DIRECTIONS>
Copy every line of the material below word for word, leaving out the pictures.

-- start of EXTRACTED RECORDS --

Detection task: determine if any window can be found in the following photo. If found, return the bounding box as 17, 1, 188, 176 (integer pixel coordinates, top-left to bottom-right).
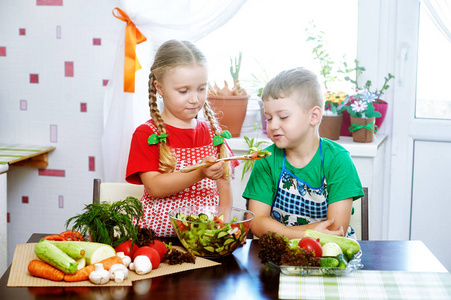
196, 0, 358, 93
415, 4, 451, 119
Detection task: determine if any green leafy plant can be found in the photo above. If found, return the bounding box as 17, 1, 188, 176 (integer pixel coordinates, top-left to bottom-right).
66, 197, 144, 247
305, 21, 337, 91
241, 136, 269, 180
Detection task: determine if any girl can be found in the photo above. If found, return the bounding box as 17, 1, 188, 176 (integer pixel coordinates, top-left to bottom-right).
126, 40, 238, 236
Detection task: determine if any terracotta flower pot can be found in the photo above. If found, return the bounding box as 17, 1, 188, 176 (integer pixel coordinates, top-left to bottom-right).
319, 115, 343, 140
208, 95, 250, 137
340, 99, 388, 136
351, 117, 375, 143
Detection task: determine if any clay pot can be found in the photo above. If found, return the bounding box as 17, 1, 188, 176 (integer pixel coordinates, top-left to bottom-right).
351, 117, 375, 143
319, 115, 343, 140
340, 99, 388, 136
208, 95, 250, 137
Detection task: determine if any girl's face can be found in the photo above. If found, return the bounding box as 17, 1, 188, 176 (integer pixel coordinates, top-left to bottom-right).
263, 95, 316, 149
155, 64, 207, 128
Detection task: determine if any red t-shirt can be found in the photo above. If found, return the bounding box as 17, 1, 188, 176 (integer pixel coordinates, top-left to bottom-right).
125, 120, 231, 184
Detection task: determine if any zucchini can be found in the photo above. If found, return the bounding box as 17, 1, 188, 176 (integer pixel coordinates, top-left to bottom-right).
34, 240, 78, 274
41, 240, 86, 260
304, 229, 360, 253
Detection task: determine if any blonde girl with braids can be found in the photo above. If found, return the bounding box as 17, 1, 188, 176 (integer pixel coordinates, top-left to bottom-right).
126, 40, 238, 236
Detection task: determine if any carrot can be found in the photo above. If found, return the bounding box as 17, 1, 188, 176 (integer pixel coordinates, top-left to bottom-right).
28, 259, 64, 281
64, 256, 124, 282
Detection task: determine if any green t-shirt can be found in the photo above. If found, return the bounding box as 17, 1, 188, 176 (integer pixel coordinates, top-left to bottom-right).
243, 138, 364, 205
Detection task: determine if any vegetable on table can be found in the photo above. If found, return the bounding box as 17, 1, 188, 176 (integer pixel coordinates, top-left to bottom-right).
290, 237, 323, 257
89, 263, 110, 284
48, 240, 86, 259
130, 255, 152, 275
28, 259, 64, 281
64, 256, 123, 282
323, 242, 343, 256
66, 197, 144, 247
34, 240, 78, 274
132, 246, 161, 269
110, 264, 128, 282
304, 229, 360, 253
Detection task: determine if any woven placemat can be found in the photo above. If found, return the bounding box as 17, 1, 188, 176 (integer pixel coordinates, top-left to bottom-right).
7, 243, 221, 287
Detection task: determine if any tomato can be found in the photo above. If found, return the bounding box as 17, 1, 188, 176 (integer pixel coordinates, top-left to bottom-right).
149, 240, 168, 261
114, 240, 139, 258
298, 237, 323, 257
133, 246, 161, 270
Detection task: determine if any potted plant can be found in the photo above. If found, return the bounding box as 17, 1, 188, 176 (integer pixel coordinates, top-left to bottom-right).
341, 59, 395, 135
346, 91, 381, 143
319, 91, 349, 140
208, 52, 249, 137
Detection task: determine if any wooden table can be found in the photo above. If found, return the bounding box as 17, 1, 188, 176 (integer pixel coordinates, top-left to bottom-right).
0, 234, 447, 300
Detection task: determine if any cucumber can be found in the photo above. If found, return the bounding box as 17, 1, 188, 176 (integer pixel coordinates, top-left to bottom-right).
337, 254, 348, 269
319, 257, 339, 268
41, 240, 86, 260
34, 240, 78, 274
304, 229, 360, 253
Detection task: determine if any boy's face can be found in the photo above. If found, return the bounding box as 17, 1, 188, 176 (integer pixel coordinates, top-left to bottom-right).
263, 95, 315, 149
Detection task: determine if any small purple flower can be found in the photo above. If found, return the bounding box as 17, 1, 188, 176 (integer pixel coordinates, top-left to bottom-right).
351, 100, 368, 112
360, 91, 378, 102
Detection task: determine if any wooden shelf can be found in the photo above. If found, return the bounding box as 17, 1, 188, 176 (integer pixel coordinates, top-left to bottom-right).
0, 145, 56, 169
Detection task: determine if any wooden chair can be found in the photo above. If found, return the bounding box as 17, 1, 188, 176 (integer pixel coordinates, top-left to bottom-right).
350, 187, 369, 240
92, 179, 144, 203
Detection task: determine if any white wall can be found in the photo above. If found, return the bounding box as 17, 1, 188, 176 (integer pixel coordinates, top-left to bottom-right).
0, 0, 124, 264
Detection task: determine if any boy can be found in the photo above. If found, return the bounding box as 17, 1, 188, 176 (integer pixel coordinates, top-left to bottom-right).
243, 68, 363, 239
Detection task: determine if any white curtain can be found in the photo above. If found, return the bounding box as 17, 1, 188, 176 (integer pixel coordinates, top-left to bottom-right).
421, 0, 451, 42
102, 0, 246, 182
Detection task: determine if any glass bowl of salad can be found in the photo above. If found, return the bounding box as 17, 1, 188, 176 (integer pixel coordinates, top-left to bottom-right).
169, 205, 255, 257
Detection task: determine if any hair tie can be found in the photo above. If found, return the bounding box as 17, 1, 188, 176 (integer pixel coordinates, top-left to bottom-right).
147, 134, 169, 145
213, 130, 232, 146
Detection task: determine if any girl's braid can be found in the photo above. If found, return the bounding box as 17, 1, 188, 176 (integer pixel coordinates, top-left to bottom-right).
204, 99, 231, 180
149, 72, 177, 173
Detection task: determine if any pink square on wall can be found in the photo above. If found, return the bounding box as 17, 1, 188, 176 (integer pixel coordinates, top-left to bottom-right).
89, 156, 96, 171
20, 100, 27, 110
50, 125, 58, 143
36, 0, 63, 5
30, 74, 39, 83
64, 61, 74, 77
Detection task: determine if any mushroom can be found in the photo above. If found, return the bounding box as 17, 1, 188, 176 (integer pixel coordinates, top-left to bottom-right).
129, 255, 152, 275
110, 264, 128, 282
116, 252, 132, 268
89, 263, 110, 284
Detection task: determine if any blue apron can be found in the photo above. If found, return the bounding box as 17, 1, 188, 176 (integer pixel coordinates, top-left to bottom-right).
271, 140, 354, 236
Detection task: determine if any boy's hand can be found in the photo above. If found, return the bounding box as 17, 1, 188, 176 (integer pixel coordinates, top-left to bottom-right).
201, 157, 224, 180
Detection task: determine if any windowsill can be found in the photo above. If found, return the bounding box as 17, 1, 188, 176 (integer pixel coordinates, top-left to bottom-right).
227, 132, 387, 157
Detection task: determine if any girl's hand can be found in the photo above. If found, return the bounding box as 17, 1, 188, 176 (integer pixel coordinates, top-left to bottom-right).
201, 157, 224, 180
313, 219, 345, 236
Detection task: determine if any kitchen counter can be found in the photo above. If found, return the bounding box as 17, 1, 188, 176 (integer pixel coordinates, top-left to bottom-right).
0, 234, 447, 300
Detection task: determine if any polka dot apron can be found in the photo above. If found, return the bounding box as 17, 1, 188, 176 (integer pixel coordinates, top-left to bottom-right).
138, 123, 219, 236
271, 140, 354, 234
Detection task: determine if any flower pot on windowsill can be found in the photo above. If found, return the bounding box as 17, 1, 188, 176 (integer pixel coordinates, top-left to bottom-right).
319, 115, 343, 140
340, 99, 388, 136
208, 95, 250, 137
349, 116, 377, 143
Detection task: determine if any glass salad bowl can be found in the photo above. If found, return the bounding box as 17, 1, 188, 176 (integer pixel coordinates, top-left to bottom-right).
169, 205, 255, 257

-- end of EXTRACTED RECORDS --

ANSWER FOR THIS EXERCISE>
Detection task: determine if any window can be found in the following photo. If found, return the bounding box as 17, 1, 188, 176 (integer pixel coordinates, top-left to bottom-right).
196, 0, 358, 93
415, 4, 451, 119
Detection task: determine if any green leafy plant can be found in the photo above. If found, return the bounding box as 17, 1, 188, 176 (integer pixel coordinates, top-left to bottom-right).
66, 197, 144, 247
305, 21, 337, 91
241, 136, 269, 180
Detection task: determine if any girl can be found in the photo above. If found, return the bounding box as 17, 1, 188, 176 (integer pixel coordinates, top-left to bottom-right).
126, 40, 238, 236
Detection task: determine if any terracotta flower pot can be found in the photo above. If found, return the bounding box as 17, 1, 188, 176 (integer pixel coordinates, top-left to bottom-right).
319, 115, 343, 140
208, 95, 250, 137
340, 99, 388, 136
351, 117, 375, 143
Detection task: determine if any clay pot can be found in the photo above. If found, return the bounding box as 17, 1, 188, 176 (integer pixel coordinates, top-left to bottom-right).
351, 117, 375, 143
319, 115, 343, 140
340, 99, 388, 136
208, 95, 250, 137
Detection task: determine if any girl's face can be found in the photo above. If found, return the bounding box as 17, 1, 188, 176 (integer pixel coordinates, top-left to bottom-right).
263, 95, 316, 149
155, 64, 207, 128
Detection task: determine if any red t-shirt can be found in the photo above. If found, return the bounding box as 17, 1, 188, 176 (integer pixel coordinates, top-left to bottom-right).
125, 120, 231, 184
Detection task: determine if any zucchini can be found in the photo above. If found, return the bounding box as 17, 1, 188, 176 (integer pixel coordinates, top-left to bottom-right).
34, 240, 78, 274
41, 240, 86, 260
304, 229, 360, 253
Detection task: determine if any blonde girl with braids can be found in the photo above. If found, return the bounding box as 17, 1, 188, 176 (integer pixel coordinates, top-left to bottom-right).
126, 40, 238, 236
Detection task: determine if any carrot can be found in the photo above. If found, return the bounding box as 17, 1, 188, 176 (integer pixel coordinates, top-left to bottom-right).
28, 259, 64, 281
64, 256, 124, 282
Detection task: determine if any green t-shirt can be found in the photo above. If found, return the bounding box as 17, 1, 188, 176 (integer pixel coordinates, top-left to bottom-right).
243, 138, 364, 205
Detection task: determine if any vegetable on table can be found in the photo above. If found, return the bounding box as 17, 1, 188, 176 (integer pixel coordinates, top-left to bottom-right).
290, 237, 323, 257
89, 263, 110, 284
48, 240, 86, 259
130, 255, 152, 275
28, 259, 64, 281
64, 256, 123, 282
323, 242, 343, 256
66, 197, 144, 247
34, 240, 78, 274
132, 246, 161, 269
110, 264, 128, 282
304, 229, 360, 253
Detection task: determine if any woven placemat can be found in the photo above. If found, return the bounding box as 17, 1, 188, 176 (integer pixel coordinates, top-left to bottom-right).
7, 243, 221, 287
Detection task: determine if any tomato can be found in the photo above. If found, return the bounding box as 17, 1, 188, 176 (integer pixel coordinates, top-left to bottom-right).
149, 240, 168, 261
114, 240, 139, 258
298, 237, 323, 257
133, 246, 161, 270
Detection task: determine if any potted plant can be found in the photo above. If found, return the bounding box as 17, 1, 188, 176 (integer pixel coordinates, top-left to bottom-right).
341, 59, 395, 135
346, 91, 381, 143
319, 91, 349, 140
208, 52, 249, 137
Detection task: determine if any wooden table can be found in the photo above. If found, return the bounding box as 17, 1, 188, 176 (integer pixel coordinates, top-left to bottom-right).
0, 234, 447, 300
Detection task: determine if any cucumber can be found in the photo above. If found, return the bounding box as 17, 1, 188, 176 (integer pixel coordinates, top-left to bottom-right).
337, 254, 348, 269
319, 257, 339, 268
41, 240, 86, 260
34, 240, 78, 274
304, 229, 360, 253
Detection task: determine if any boy's face can be found in the photo above. If found, return the bounding box as 17, 1, 188, 176 (integer pixel coordinates, top-left to bottom-right).
263, 95, 315, 149
Detection task: determine if any small purple flower can be found in the photo above. If found, return the bounding box as 17, 1, 188, 176 (integer pixel coordinates, top-left to bottom-right).
351, 100, 368, 112
360, 91, 378, 102
Detection task: determine if any wooden shelf can be found in the photo above. If found, return the bounding box as 17, 1, 188, 176 (integer pixel coordinates, top-left to bottom-right).
0, 145, 56, 169
Detection task: determine if any wooden chair can be found in the photo above. If found, return the bounding box as 17, 1, 188, 176 (integer pixel coordinates, top-left to bottom-right).
350, 187, 369, 240
92, 179, 144, 203
Detection task: determine if any white wall can be found in the photo above. If found, return the bounding box as 17, 1, 188, 176 (integer pixel coordinates, top-left to bottom-right).
0, 0, 124, 264
Detection task: determine if any boy can be found in the photo above. If found, return the bounding box as 17, 1, 188, 176 (integer pixel coordinates, top-left to bottom-right).
243, 68, 363, 239
Detection task: determine if any white curtain can be found in the photo above. If found, return the bounding box as 17, 1, 188, 176 (integer pixel coordinates, top-left to bottom-right).
421, 0, 451, 42
102, 0, 246, 182
Detection task: determine if any glass bowl of salad can be found in the photo above. If found, return the bounding box as 17, 1, 188, 176 (integer pixel coordinates, top-left to bottom-right).
169, 205, 255, 257
Detection task: determine if any hair tie can be found in the photo above. If found, return the bounding box as 17, 1, 188, 176 (integer pixel coordinates, top-left to bottom-right).
147, 134, 169, 145
213, 130, 232, 146
Detection task: determine if any girl's braid can be found in the photo above. If found, return the bounding box as 17, 1, 188, 176 (integer pixel coordinates, top-left to bottom-right).
204, 99, 231, 180
149, 72, 177, 173
Detection task: determine if any pink square on wall can be found in the photo above. If found, return the bounding box as 17, 1, 188, 176 (integer pixel coordinates, top-left to bottom-right).
89, 156, 96, 171
20, 100, 27, 110
50, 125, 58, 143
36, 0, 63, 5
30, 74, 39, 83
64, 61, 74, 77
Detection task: determine if any mushroom can be found in the photo above. If found, return the bounding box as 17, 1, 188, 176 (integer pixel coordinates, top-left to bottom-right).
129, 255, 152, 275
110, 264, 128, 282
116, 252, 132, 268
89, 263, 110, 284
Detection task: determine if any blue apron can be found in the photo above. If found, return the bounding box as 17, 1, 188, 176 (integer pixel coordinates, top-left to bottom-right).
271, 140, 354, 236
Detection task: determine if any boy's hand can be found in the photo above. If found, return the bounding box as 17, 1, 188, 176 (integer pixel coordinates, top-left to bottom-right).
201, 157, 224, 180
Detection task: determine if any windowsill can be found in the photo above. If found, return the bounding box as 17, 1, 188, 176 (integer pixel coordinates, top-left to bottom-right).
227, 132, 387, 157
Detection task: determine if any girl's hand can be found in the photo above. If found, return the bounding box as 17, 1, 188, 176 (integer pixel coordinates, top-left to bottom-right).
201, 157, 224, 180
313, 219, 345, 236
Detection task: determine if any kitchen counter can be found in the photo above. If found, return the bounding box as 17, 1, 188, 176 (integer pixel coordinates, top-left to bottom-right).
0, 234, 447, 300
Detection task: determine if any polka dot apron can be found in the photo above. If found, return the bounding box as 17, 1, 188, 176 (integer pixel coordinates, top-left to bottom-right).
138, 123, 219, 236
271, 140, 354, 234
Detection task: determine if any flower pot on windowsill can be found in the photo above. If found, return the bounding box as 17, 1, 188, 176 (integer pixel coordinates, top-left to bottom-right).
319, 115, 343, 140
340, 99, 388, 136
208, 95, 250, 137
349, 116, 377, 143
Detection task: determine if any glass salad bowl can be found in the photo above. If found, return the bounding box as 17, 1, 188, 176 (integer pixel coordinates, top-left to bottom-right).
169, 205, 255, 257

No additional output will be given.